» EXTRACTED TEXT
--
RFR: 8302652: [SuperWord] Reduction should happen after loop, when possible

Fri May 5 07:39:30 UTC 2023

On Wed, 22 Mar 2023 22:17:29 GMT, Sandhya Viswanathan <sviswanathan at openjdk.org> wrote:

>> @jatin-bhateja @sviswa7
>> What do you think about the performance numbers I measured? Do they make sense to you?
>> 
>> A few questions:
>>  - `long min/max`: Why do we require `avx512vlbwdq` in `Matcher::match_rule_supported_vector`? Would `avx512f` not be sufficient? `C2_MacroAssembler::reduceL` leads me to `vextracti64x4` (that should only require `avx512f`) and `reduce_operation_256` (where `vpminsq` only requires `avx2` via assert).
>>  - What do you think about the `double min/max` performance? What do you think could be the reason it is not similar to the behavior of `float min/max`?
--
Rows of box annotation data
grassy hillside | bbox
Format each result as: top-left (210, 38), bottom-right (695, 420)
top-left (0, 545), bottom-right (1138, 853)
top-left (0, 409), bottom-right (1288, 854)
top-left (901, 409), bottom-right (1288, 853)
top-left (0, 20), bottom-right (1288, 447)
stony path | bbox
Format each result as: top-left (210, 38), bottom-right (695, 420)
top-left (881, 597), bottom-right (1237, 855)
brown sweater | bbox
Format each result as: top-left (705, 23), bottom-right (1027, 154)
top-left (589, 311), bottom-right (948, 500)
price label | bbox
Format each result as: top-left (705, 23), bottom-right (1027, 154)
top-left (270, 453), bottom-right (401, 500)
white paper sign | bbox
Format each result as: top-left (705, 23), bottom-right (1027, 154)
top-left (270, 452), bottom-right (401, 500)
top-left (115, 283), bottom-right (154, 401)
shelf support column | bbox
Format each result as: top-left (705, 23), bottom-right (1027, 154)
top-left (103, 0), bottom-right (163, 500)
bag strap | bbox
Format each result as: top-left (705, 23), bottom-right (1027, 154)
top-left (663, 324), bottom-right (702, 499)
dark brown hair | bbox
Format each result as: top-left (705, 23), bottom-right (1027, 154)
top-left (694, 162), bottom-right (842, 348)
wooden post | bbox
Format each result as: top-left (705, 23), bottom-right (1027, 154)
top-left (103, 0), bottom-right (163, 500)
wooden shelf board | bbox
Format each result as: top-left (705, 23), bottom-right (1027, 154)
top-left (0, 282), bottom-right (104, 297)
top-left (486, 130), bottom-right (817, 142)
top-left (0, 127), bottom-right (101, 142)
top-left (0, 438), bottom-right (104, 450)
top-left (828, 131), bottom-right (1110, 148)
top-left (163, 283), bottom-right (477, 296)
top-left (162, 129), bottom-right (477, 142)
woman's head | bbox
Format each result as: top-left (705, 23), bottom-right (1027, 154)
--
» WHAT YOU NEED TO DO
(1) Could you repeat the part of the SuperWord review thread between "Fri May 5 07:39:30" and "sense to you?", inclusive, word for word?
(2) Can you condense the paragraph of the SuperWord review thread that begins "`long min/max`: Why do we require" into a short list that keeps its main facts?

» SOLUTIONS TO EACH TASK
(1)
Fri May 5 07:39:30 UTC 2023

On Wed, 22 Mar 2023 22:17:29 GMT, Sandhya Viswanathan <sviswanathan at openjdk.org> wrote:

>> @jatin-bhateja @sviswa7
>> What do you think about the performance numbers I measured? Do they make sense to you?

(2)
- Why does `long min/max` require `avx512vlbwdq` in `Matcher::match_rule_supported_vector`? Would `avx512f` be enough?
- `C2_MacroAssembler::reduceL` leads to `vextracti64x4`, which should need only `avx512f`.
- It also leads to `reduce_operation_256`, where the assert shows `vpminsq` needing only `avx2`.